- [EXERCISE BRIEF]:
Copy the rows below verbatim, starting with the line containing "Can you spot the coastal" and going on through the line containing "x=210, y=165", and include both of those lines.

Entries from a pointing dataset
+++
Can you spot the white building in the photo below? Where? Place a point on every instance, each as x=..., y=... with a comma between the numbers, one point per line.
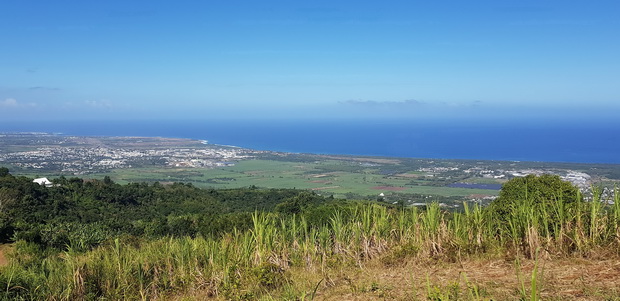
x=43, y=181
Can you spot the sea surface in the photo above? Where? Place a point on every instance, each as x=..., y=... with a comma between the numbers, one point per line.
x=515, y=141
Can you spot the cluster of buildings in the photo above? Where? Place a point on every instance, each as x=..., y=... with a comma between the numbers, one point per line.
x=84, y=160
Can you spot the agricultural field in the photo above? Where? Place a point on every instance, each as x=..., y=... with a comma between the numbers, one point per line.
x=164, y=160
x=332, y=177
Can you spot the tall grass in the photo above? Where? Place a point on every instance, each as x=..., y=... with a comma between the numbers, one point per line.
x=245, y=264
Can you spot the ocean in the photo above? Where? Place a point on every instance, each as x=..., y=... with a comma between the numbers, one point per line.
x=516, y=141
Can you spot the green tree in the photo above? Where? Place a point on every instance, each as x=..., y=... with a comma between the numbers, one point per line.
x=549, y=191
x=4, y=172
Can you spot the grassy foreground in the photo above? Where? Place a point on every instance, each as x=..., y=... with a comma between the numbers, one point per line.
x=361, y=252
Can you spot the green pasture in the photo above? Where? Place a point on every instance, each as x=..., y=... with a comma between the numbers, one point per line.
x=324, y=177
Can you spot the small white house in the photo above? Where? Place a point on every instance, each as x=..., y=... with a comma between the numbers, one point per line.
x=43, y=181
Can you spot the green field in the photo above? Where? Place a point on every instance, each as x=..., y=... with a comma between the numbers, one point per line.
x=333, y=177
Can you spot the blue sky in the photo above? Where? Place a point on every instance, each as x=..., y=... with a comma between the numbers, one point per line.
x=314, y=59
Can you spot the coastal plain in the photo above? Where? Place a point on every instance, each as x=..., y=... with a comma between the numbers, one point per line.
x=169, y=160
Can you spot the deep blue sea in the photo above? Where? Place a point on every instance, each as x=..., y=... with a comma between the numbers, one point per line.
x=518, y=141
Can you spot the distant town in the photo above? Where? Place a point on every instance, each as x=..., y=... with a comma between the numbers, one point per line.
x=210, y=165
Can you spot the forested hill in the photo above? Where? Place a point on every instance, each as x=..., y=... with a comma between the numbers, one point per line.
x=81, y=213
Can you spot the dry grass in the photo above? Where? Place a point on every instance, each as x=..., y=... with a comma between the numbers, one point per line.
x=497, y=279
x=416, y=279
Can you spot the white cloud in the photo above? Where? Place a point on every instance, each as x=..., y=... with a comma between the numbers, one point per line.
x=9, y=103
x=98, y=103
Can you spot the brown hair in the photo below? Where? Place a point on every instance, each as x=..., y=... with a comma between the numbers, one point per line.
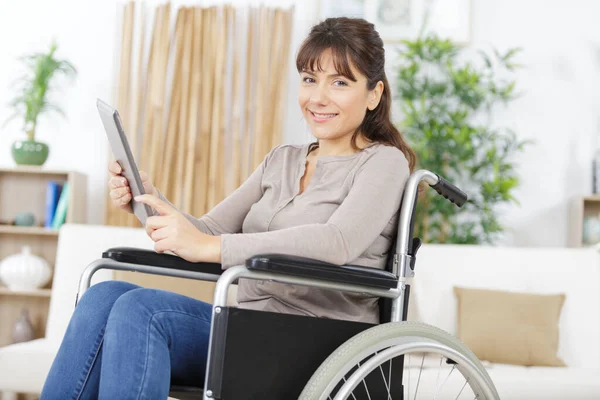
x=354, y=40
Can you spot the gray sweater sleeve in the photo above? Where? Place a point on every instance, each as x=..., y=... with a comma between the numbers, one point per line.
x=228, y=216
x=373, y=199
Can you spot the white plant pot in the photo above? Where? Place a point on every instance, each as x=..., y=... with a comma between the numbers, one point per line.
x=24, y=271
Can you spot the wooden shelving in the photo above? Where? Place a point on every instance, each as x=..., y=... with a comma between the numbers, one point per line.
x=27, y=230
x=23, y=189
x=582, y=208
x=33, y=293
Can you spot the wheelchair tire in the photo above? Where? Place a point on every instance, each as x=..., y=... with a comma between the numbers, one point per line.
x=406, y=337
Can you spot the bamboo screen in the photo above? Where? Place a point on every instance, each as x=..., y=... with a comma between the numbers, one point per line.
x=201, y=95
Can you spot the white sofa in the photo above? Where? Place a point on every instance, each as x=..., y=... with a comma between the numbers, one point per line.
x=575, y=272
+++
- [THE ANSWER]:
Can you spot the coastal plain in the photo above? Where? Place a point on every instance, each as x=..., y=... with a comma between the numbers, one point per line.
x=169, y=160
Can you spot the deep blue sea in the photo above? Where? Place a point on every instance, each as x=..., y=... with a comma between the numbers, one point per line.
x=518, y=141
Can you spot the distant town in the photo above? Where? Place a point on every instance, each as x=..., y=... with a comma between the numbers, one point per line.
x=210, y=165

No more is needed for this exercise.